▶ [Problem details]:
Please pull out each line in the records below that contains the word "horse", treating uppercase and lowercase as different, and copy those lines unchanged.
◇ ◇ ◇ ◇ ◇ ◇ ◇
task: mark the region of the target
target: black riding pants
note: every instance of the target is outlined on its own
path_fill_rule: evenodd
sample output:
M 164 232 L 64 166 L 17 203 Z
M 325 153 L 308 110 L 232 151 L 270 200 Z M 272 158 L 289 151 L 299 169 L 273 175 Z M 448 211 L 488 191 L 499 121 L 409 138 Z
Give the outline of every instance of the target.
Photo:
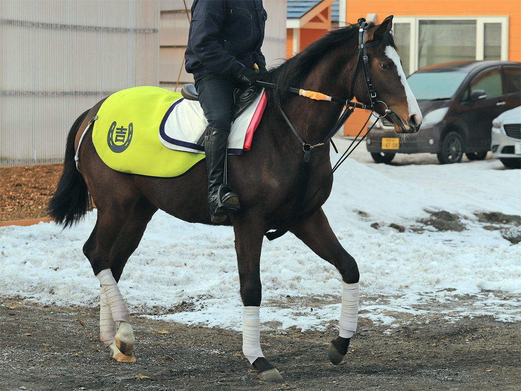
◇ ◇ ◇ ◇ ◇ ◇ ◇
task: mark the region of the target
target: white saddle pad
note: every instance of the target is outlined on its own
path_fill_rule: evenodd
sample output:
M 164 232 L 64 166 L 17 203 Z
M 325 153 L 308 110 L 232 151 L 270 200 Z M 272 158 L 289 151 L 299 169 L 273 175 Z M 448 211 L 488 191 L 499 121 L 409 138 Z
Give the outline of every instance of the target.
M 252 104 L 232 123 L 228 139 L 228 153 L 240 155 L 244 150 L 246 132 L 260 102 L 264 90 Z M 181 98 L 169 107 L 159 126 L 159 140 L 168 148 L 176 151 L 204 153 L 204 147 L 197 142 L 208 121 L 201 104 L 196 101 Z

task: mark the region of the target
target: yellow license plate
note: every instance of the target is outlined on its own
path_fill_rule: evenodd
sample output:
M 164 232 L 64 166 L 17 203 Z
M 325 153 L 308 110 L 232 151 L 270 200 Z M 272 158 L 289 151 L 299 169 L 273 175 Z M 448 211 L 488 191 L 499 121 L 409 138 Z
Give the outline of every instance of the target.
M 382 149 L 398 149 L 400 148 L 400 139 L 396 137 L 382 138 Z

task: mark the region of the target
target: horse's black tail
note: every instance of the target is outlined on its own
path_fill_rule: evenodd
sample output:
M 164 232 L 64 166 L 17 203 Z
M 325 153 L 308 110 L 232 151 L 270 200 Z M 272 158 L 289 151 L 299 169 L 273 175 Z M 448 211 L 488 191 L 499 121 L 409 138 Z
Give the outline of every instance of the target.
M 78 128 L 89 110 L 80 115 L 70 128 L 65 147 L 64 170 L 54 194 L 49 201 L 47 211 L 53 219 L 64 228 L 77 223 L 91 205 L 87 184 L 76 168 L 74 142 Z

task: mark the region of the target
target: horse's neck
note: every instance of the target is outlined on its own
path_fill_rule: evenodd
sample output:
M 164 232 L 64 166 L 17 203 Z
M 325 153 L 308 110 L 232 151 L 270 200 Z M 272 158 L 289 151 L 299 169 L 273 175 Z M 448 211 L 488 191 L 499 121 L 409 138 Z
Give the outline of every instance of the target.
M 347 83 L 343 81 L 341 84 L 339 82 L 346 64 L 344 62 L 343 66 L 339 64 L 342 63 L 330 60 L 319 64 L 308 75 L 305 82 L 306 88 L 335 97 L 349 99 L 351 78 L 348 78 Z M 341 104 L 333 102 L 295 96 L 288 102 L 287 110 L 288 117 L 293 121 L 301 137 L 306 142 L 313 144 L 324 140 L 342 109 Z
◇ ◇ ◇ ◇ ◇ ◇ ◇
▶ [Complete answer]:
target: horse's black tail
target: horse's neck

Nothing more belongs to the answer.